# [REQUIRED ACTION]
Reading the records below, how many lines contain "green"? Respond with a number and nothing else.
==== PROVIDED ENTRIES ====
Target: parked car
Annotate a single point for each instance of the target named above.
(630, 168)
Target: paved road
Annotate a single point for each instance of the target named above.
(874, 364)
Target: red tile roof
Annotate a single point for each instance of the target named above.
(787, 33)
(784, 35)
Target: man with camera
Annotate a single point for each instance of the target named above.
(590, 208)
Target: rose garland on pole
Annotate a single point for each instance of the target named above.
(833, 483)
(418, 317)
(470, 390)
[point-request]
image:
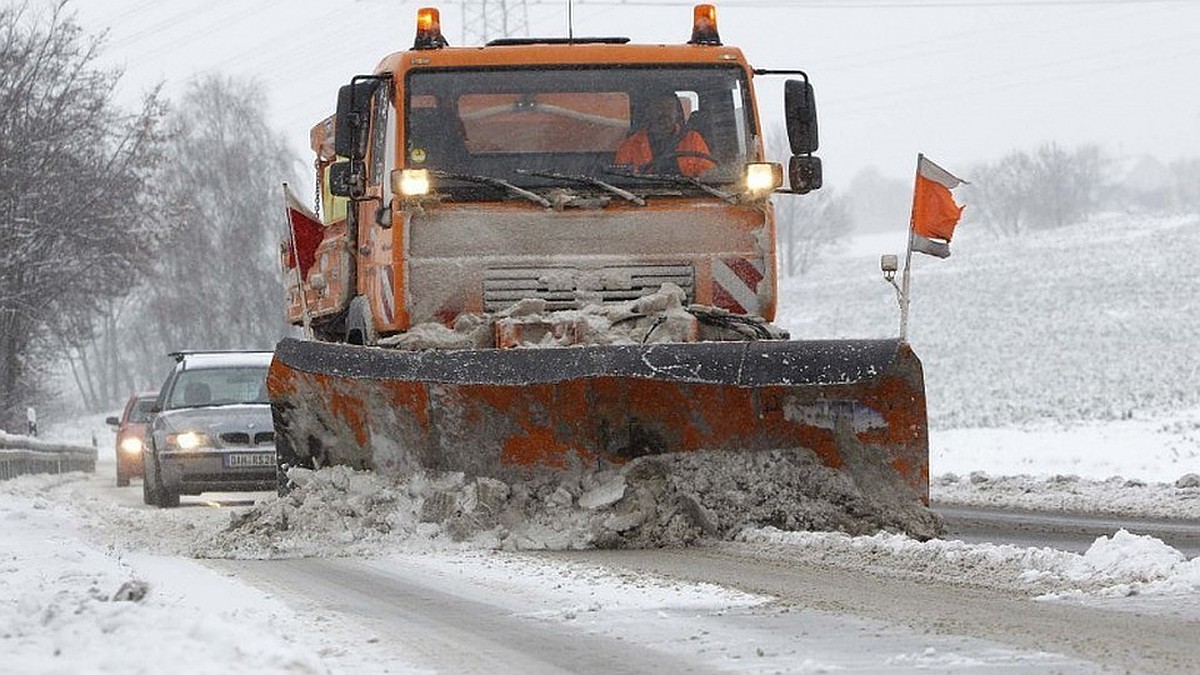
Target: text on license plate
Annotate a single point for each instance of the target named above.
(241, 460)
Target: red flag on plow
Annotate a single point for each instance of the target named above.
(934, 211)
(305, 232)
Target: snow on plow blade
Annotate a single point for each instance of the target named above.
(859, 405)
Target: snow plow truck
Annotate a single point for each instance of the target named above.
(492, 292)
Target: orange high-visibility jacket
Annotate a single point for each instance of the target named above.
(693, 153)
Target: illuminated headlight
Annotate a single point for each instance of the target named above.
(186, 441)
(131, 444)
(411, 183)
(763, 177)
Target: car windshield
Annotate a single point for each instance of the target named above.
(142, 408)
(522, 124)
(219, 387)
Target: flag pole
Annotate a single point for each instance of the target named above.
(907, 260)
(305, 316)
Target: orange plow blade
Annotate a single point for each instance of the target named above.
(859, 405)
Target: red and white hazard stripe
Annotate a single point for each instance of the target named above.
(736, 285)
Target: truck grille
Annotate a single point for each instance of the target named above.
(564, 288)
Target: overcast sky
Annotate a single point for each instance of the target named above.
(961, 81)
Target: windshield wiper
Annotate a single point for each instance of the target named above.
(496, 181)
(586, 180)
(677, 180)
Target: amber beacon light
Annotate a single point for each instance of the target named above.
(429, 29)
(703, 25)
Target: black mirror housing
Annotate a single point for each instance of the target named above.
(353, 119)
(345, 180)
(804, 172)
(801, 111)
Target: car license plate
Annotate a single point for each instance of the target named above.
(247, 460)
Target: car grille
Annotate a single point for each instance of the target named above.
(243, 437)
(563, 288)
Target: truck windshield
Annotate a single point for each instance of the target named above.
(522, 124)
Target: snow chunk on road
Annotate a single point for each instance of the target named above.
(1123, 565)
(1114, 496)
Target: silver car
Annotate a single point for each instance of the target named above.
(213, 428)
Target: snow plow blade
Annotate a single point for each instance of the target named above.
(859, 405)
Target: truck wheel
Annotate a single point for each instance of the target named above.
(168, 499)
(359, 323)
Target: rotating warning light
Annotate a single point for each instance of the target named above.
(703, 25)
(429, 29)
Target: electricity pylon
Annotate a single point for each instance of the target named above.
(489, 19)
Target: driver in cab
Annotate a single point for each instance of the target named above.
(664, 144)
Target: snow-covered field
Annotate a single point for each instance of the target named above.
(1060, 376)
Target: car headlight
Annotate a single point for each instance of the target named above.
(186, 441)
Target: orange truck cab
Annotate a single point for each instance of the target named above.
(459, 180)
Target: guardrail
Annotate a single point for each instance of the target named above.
(23, 454)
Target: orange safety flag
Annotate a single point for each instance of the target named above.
(306, 232)
(934, 211)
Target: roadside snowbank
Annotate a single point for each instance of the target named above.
(70, 607)
(1119, 566)
(1072, 494)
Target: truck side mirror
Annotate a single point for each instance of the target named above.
(345, 180)
(801, 111)
(353, 119)
(804, 172)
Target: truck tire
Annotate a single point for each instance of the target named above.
(359, 322)
(168, 499)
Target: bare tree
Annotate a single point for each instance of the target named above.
(72, 181)
(216, 282)
(1050, 187)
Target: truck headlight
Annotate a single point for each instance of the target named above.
(763, 177)
(411, 183)
(131, 444)
(186, 441)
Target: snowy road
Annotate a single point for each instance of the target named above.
(769, 602)
(441, 619)
(1063, 531)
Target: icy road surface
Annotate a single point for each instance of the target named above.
(96, 581)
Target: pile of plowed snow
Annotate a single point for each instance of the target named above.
(653, 501)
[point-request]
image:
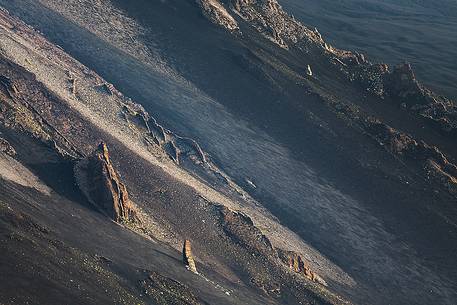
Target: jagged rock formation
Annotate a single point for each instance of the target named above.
(216, 12)
(188, 257)
(268, 17)
(401, 84)
(298, 265)
(241, 229)
(5, 147)
(100, 183)
(433, 162)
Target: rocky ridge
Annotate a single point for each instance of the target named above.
(100, 183)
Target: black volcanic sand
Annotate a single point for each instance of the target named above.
(333, 186)
(420, 32)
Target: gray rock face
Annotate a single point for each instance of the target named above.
(100, 183)
(5, 147)
(188, 257)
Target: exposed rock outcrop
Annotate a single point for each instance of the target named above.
(5, 147)
(188, 257)
(240, 228)
(217, 13)
(100, 183)
(298, 265)
(432, 161)
(404, 88)
(268, 17)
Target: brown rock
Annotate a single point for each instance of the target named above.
(6, 148)
(297, 264)
(100, 183)
(187, 256)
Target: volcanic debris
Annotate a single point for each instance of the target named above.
(187, 256)
(100, 183)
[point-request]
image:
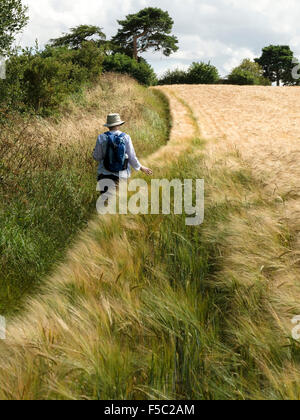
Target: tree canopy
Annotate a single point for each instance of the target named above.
(248, 73)
(277, 63)
(13, 18)
(147, 29)
(78, 36)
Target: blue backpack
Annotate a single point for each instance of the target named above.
(115, 159)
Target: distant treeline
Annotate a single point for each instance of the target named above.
(276, 64)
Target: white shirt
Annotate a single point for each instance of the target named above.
(100, 152)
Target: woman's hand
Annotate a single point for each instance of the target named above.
(146, 171)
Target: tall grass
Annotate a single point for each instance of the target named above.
(47, 178)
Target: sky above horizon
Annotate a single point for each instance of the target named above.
(220, 31)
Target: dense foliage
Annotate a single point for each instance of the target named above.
(13, 18)
(277, 62)
(140, 70)
(248, 73)
(42, 80)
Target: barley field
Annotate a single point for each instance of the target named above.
(181, 312)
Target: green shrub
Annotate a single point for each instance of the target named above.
(121, 63)
(202, 73)
(248, 73)
(198, 73)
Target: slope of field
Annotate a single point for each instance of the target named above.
(47, 177)
(146, 307)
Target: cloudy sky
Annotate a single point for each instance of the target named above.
(221, 31)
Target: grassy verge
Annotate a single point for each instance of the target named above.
(47, 173)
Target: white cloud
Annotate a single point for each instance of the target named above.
(221, 31)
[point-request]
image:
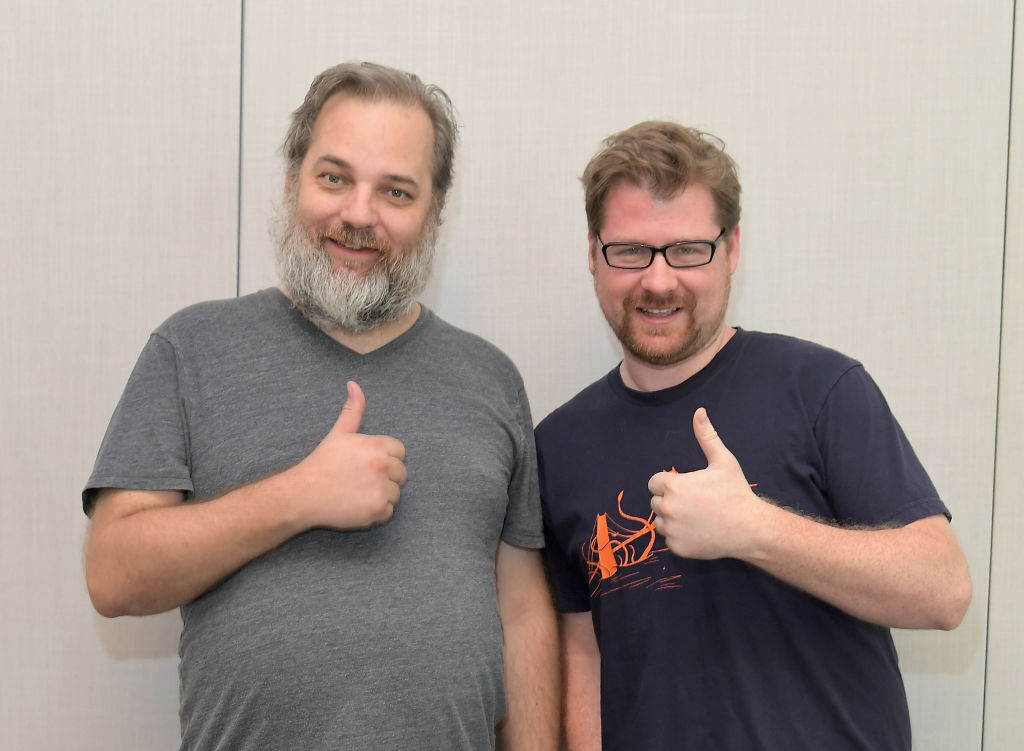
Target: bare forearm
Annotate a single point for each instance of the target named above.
(583, 682)
(161, 556)
(909, 577)
(532, 677)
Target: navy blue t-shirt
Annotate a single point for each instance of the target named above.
(718, 655)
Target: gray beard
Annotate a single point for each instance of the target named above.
(354, 302)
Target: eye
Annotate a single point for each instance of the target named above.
(398, 195)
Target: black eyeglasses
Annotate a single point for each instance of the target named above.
(678, 255)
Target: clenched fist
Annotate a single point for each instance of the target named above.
(712, 512)
(350, 481)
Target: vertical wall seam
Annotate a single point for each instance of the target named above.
(998, 378)
(238, 198)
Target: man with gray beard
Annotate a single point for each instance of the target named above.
(252, 471)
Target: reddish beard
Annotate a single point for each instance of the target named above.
(670, 344)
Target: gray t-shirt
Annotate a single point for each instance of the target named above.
(383, 638)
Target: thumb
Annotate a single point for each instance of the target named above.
(351, 413)
(712, 446)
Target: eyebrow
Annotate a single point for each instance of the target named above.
(341, 163)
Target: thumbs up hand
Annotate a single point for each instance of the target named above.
(708, 513)
(350, 481)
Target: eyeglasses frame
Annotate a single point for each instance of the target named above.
(654, 250)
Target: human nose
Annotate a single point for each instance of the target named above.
(357, 209)
(658, 278)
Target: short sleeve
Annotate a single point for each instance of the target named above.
(522, 520)
(145, 446)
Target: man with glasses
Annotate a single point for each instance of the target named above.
(337, 488)
(734, 519)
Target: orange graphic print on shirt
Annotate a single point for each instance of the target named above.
(622, 553)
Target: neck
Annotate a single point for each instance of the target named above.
(366, 341)
(643, 376)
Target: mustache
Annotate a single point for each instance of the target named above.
(352, 239)
(658, 301)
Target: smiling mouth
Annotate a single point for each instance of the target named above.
(658, 311)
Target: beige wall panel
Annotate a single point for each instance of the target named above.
(1005, 677)
(119, 204)
(871, 143)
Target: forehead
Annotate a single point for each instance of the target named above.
(633, 213)
(380, 136)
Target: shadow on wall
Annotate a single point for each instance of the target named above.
(139, 638)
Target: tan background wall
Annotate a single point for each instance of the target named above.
(139, 169)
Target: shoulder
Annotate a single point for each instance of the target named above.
(790, 356)
(216, 315)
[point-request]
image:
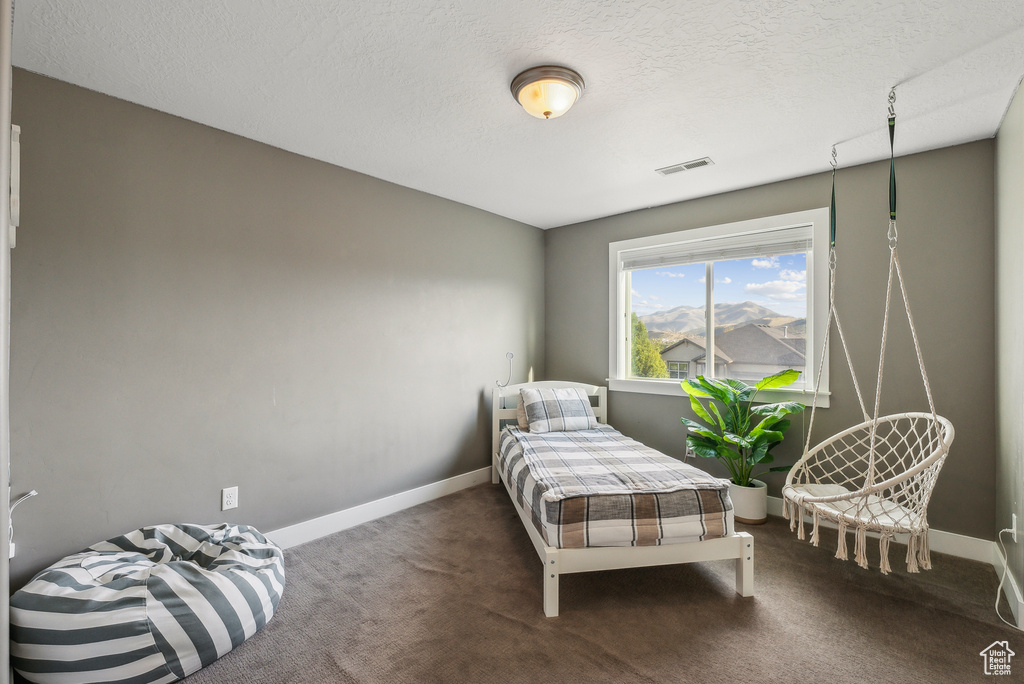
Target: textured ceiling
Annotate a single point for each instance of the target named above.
(417, 91)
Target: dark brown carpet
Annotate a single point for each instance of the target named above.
(451, 591)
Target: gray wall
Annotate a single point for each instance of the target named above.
(194, 310)
(1010, 327)
(946, 250)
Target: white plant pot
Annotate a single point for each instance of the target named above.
(750, 504)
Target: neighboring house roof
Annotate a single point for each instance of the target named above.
(698, 344)
(755, 343)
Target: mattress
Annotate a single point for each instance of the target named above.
(600, 488)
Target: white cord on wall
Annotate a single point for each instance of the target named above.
(10, 521)
(1006, 567)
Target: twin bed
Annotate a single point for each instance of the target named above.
(592, 499)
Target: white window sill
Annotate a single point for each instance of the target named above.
(672, 388)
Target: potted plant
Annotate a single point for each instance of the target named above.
(739, 434)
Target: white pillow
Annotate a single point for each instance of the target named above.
(558, 410)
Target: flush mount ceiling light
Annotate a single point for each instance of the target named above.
(547, 92)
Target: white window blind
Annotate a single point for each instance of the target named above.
(791, 240)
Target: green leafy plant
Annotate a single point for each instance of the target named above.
(736, 432)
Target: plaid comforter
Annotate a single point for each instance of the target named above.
(599, 487)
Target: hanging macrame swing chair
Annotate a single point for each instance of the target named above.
(877, 476)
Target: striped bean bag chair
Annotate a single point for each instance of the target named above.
(153, 605)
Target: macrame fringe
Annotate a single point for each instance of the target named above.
(841, 548)
(884, 551)
(924, 553)
(860, 549)
(911, 554)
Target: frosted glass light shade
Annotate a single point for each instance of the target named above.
(547, 92)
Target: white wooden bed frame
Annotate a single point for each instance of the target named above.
(561, 561)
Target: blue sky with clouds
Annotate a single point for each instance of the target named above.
(776, 283)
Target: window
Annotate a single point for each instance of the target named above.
(741, 300)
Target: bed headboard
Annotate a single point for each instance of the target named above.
(504, 400)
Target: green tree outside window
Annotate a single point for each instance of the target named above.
(647, 361)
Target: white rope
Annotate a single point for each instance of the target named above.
(913, 334)
(833, 315)
(882, 364)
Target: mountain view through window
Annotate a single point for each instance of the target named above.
(760, 318)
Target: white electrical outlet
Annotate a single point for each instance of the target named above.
(228, 498)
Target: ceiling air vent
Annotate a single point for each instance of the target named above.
(685, 166)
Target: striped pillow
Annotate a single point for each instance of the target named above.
(520, 415)
(558, 410)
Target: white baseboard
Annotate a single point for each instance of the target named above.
(308, 530)
(961, 546)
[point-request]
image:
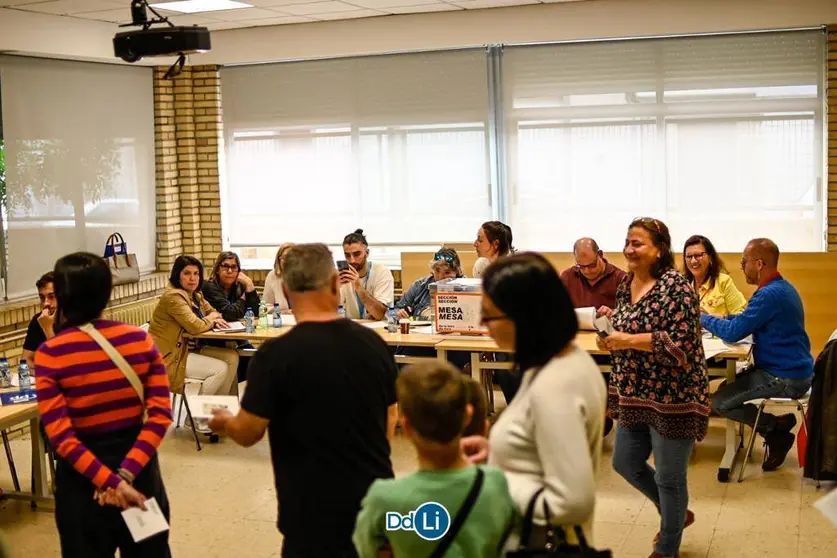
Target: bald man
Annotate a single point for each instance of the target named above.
(782, 352)
(593, 280)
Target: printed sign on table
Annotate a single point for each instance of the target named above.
(458, 313)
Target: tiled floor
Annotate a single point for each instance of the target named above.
(223, 505)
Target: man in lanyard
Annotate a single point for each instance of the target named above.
(366, 288)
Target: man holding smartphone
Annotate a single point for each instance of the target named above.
(366, 289)
(42, 326)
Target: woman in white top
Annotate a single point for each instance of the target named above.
(494, 240)
(549, 438)
(273, 293)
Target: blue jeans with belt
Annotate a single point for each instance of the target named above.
(666, 486)
(754, 383)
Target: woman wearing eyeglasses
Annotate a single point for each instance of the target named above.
(416, 301)
(659, 392)
(704, 269)
(229, 290)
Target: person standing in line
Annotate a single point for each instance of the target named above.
(659, 392)
(549, 438)
(367, 289)
(104, 422)
(323, 462)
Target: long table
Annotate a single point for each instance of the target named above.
(13, 415)
(481, 344)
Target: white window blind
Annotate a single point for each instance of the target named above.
(396, 145)
(79, 146)
(716, 135)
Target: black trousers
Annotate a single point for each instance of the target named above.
(88, 530)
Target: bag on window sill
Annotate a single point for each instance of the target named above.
(123, 266)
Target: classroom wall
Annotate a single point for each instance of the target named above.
(593, 19)
(811, 273)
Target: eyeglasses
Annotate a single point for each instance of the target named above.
(444, 257)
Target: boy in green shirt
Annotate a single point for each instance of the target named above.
(434, 400)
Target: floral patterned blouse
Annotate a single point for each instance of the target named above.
(667, 388)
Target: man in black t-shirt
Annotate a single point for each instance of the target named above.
(326, 389)
(42, 325)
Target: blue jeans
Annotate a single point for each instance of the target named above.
(731, 400)
(666, 486)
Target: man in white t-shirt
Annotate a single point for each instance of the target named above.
(366, 288)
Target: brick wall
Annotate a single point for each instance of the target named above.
(831, 136)
(188, 128)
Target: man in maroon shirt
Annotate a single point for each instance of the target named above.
(592, 281)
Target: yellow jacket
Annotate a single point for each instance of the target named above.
(173, 317)
(723, 299)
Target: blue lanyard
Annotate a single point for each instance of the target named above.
(360, 307)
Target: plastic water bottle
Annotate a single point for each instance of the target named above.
(24, 378)
(392, 320)
(263, 319)
(5, 373)
(249, 321)
(277, 315)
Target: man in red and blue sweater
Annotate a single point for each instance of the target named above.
(782, 351)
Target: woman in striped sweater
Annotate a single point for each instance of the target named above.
(105, 431)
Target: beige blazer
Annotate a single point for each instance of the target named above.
(173, 317)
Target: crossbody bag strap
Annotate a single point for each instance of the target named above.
(461, 516)
(120, 362)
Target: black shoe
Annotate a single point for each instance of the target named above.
(608, 426)
(779, 443)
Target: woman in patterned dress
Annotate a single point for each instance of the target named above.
(658, 389)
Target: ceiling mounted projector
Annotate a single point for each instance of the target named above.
(166, 40)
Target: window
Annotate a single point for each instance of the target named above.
(396, 145)
(79, 159)
(717, 135)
====
# [RESPONSE BELOW]
4